## What you will do
Print the part of the summary on students cheating with ChatGPT, starting with "AI Writing vs" and going on through "just produce text.".

## Document segment

▬▬▬▬▬▬▬▬▬▬

I Used to Teach Students. Now I Catch ChatGPT Cheats

AI Writing vs Actual Understanding

  • Multiple comments stress that AI-generated essays don’t equate to knowledge: being able to organize, argue, and write yourself is part of what’s being learned.
  • Some argue that disciplines overly focused on “stringing words together” rather than ideas are now exposed, since AI can mimic that surface-level discourse.
  • There’s concern that LLMs short-circuit the formative struggle of clear thinking, especially in philosophy/ethics, where the point is to form one’s own principles, not just produce text.

Impact on Students and Hiring

  • Interviewers report that graduates from AI-permissive programs often can’t explain basic concepts or their own code; however, others note this was true of many students even pre-ChatGPT.
  • Hiring managers say it’s relatively easy to spot candidates relying on LLMs during coding interviews by probing “why” decisions; online assessments are seen as more easily gamed.

▬▬▬▬▬▬▬▬▬▬

## Provided material
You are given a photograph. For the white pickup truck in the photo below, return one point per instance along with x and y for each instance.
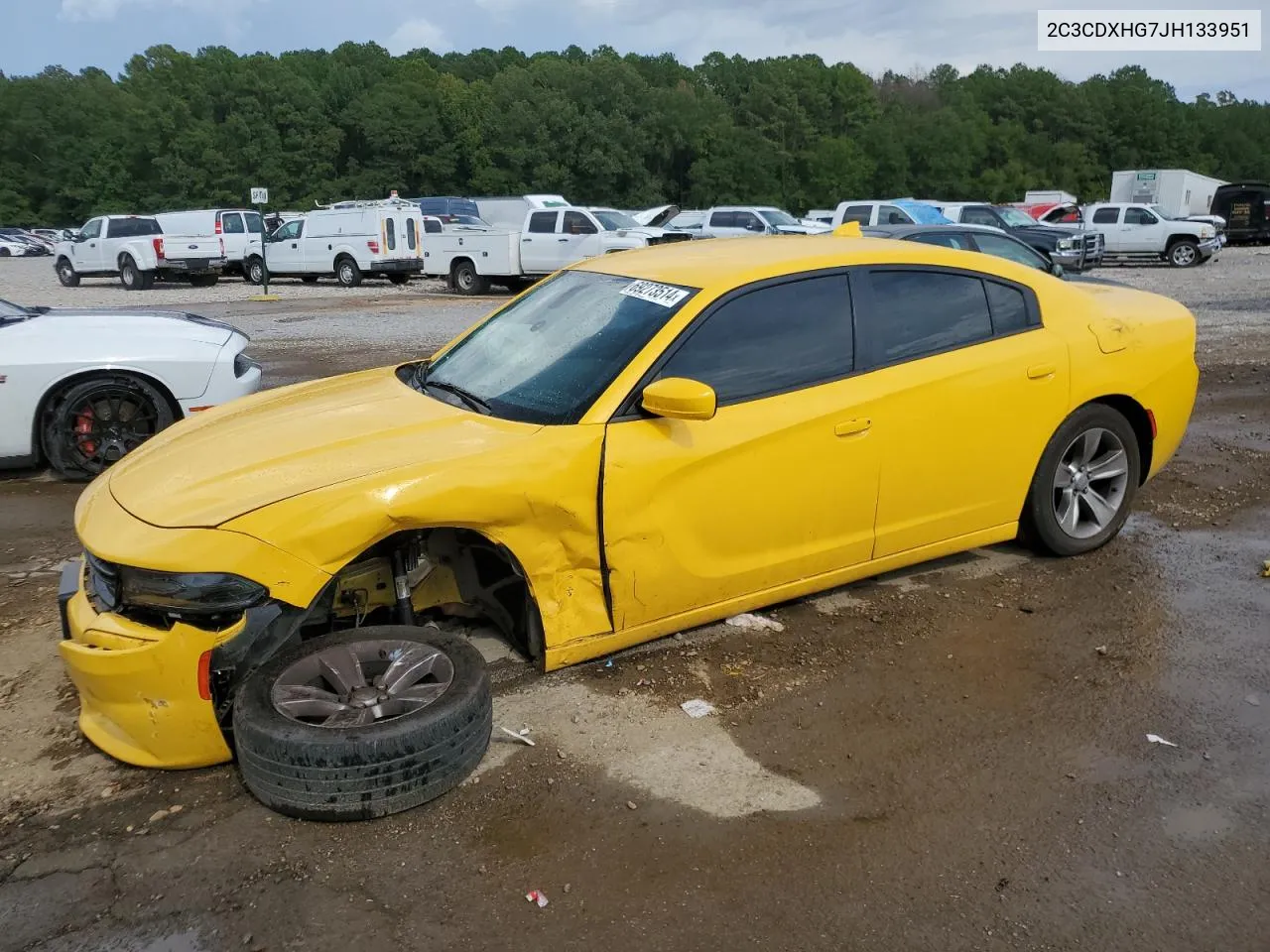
(136, 250)
(1137, 231)
(552, 239)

▬▬▬▬▬▬▬▬▬▬

## Task response
AI Writing vs Actual Understanding

  • Multiple comments stress that AI-generated essays don’t equate to knowledge: being able to organize, argue, and write yourself is part of what’s being learned.
  • Some argue that disciplines overly focused on “stringing words together” rather than ideas are now exposed, since AI can mimic that surface-level discourse.
  • There’s concern that LLMs short-circuit the formative struggle of clear thinking, especially in philosophy/ethics, where the point is to form one’s own principles, not just produce text.